▸ **Task brief**: Repeat each line, word for word, from the one containing "of the purple" through the last line of the entries, and include no other output.

Records for processing Block Start

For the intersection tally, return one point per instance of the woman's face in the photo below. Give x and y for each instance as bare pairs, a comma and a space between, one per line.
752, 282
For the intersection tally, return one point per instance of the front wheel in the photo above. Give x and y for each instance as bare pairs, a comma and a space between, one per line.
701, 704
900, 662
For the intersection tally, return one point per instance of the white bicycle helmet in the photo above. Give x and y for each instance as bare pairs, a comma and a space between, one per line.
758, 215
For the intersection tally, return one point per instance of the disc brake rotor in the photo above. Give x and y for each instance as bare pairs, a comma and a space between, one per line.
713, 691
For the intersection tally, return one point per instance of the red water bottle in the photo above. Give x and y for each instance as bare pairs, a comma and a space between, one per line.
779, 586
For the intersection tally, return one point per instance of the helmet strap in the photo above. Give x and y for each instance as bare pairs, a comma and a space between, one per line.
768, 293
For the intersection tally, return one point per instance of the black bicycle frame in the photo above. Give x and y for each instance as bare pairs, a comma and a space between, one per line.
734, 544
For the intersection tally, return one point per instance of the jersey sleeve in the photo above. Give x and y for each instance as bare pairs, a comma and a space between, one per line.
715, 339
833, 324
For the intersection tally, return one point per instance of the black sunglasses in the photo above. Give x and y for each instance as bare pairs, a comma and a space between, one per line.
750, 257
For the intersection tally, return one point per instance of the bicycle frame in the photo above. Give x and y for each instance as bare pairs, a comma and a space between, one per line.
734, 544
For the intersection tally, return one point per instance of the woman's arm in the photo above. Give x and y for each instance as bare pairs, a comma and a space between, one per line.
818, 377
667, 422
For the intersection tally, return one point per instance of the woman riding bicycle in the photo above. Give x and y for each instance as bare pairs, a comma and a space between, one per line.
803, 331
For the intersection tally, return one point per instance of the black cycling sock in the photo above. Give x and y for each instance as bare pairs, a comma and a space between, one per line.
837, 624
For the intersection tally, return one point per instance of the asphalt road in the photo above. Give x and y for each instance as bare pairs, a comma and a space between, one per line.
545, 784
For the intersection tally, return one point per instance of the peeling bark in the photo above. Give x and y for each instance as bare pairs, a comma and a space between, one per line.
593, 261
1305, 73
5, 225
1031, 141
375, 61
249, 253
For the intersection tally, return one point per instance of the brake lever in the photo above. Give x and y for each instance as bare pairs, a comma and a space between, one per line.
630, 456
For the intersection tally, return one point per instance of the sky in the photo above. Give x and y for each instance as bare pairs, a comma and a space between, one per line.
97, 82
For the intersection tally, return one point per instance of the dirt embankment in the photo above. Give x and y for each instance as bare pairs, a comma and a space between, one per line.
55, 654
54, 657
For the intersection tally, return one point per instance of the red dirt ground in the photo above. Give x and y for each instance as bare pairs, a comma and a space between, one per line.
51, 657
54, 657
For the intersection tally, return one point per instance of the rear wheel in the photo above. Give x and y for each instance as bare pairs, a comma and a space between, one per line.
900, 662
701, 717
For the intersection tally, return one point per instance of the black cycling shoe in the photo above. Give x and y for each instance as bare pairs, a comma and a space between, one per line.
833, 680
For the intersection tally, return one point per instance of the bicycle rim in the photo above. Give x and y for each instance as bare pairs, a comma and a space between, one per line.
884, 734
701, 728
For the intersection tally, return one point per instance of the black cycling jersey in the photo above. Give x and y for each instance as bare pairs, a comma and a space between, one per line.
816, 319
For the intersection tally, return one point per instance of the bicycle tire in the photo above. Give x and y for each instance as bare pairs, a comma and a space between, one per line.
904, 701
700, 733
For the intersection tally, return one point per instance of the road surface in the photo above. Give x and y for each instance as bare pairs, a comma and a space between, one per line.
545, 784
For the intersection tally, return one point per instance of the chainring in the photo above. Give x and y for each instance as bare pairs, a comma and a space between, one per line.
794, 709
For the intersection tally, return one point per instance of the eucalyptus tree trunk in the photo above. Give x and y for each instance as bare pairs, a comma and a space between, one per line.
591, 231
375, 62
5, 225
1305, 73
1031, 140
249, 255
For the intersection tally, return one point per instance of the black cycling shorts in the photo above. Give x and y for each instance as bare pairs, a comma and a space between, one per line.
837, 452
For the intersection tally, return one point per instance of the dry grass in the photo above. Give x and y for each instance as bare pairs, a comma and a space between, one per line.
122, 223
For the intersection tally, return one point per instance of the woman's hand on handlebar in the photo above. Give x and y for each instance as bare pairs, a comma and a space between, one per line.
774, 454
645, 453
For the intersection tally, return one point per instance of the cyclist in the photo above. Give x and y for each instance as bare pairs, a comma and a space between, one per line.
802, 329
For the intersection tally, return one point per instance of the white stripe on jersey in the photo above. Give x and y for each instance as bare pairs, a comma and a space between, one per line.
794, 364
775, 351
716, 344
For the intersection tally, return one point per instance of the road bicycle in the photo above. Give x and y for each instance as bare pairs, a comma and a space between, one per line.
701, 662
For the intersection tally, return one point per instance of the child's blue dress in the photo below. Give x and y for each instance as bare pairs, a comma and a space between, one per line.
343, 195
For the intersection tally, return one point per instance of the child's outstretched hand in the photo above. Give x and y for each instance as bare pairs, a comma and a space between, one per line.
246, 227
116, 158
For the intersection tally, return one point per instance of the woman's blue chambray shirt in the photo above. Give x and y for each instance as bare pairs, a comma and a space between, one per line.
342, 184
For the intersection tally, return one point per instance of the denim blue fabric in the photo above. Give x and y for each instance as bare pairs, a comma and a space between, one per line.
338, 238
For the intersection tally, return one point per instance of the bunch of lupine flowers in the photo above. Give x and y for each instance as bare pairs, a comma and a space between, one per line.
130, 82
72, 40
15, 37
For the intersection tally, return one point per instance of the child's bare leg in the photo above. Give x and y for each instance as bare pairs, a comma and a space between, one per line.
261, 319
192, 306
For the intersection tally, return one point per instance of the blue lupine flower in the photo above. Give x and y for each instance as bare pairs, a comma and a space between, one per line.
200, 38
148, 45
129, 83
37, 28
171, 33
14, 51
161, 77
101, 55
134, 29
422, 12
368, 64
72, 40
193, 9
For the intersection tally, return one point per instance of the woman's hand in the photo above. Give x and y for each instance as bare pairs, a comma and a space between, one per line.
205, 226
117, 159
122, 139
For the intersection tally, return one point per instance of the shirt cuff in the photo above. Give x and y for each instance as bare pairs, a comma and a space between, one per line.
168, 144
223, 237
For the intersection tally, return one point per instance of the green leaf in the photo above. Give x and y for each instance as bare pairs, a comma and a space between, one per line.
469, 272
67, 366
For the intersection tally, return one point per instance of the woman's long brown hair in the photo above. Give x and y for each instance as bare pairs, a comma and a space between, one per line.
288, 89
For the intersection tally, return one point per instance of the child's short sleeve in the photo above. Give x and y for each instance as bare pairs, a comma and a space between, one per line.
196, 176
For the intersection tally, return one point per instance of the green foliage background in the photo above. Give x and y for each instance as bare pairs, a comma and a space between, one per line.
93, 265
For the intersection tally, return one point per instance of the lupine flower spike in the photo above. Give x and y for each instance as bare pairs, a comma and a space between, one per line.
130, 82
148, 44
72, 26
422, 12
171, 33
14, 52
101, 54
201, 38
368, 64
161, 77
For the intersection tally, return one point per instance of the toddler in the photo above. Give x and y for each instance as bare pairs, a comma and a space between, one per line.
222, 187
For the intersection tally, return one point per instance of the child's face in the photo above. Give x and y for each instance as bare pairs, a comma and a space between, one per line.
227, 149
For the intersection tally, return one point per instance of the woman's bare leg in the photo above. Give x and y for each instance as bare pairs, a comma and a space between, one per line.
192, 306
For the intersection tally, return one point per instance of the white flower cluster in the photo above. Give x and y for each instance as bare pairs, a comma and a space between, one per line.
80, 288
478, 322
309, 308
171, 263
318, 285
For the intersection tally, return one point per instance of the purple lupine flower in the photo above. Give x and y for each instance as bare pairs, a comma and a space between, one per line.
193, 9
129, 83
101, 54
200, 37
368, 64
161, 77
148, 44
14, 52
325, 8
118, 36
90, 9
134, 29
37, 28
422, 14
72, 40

Records for processing Block End

▸ **Exercise response**:
For the intersection tally, return one point per instance of the purple lupine flower in the photo above. Give x and y for each instance as bare pairs, a comma and a space between, one per line.
193, 9
129, 83
101, 54
200, 37
368, 64
161, 77
148, 44
14, 52
325, 8
118, 36
90, 9
134, 29
37, 28
422, 14
72, 40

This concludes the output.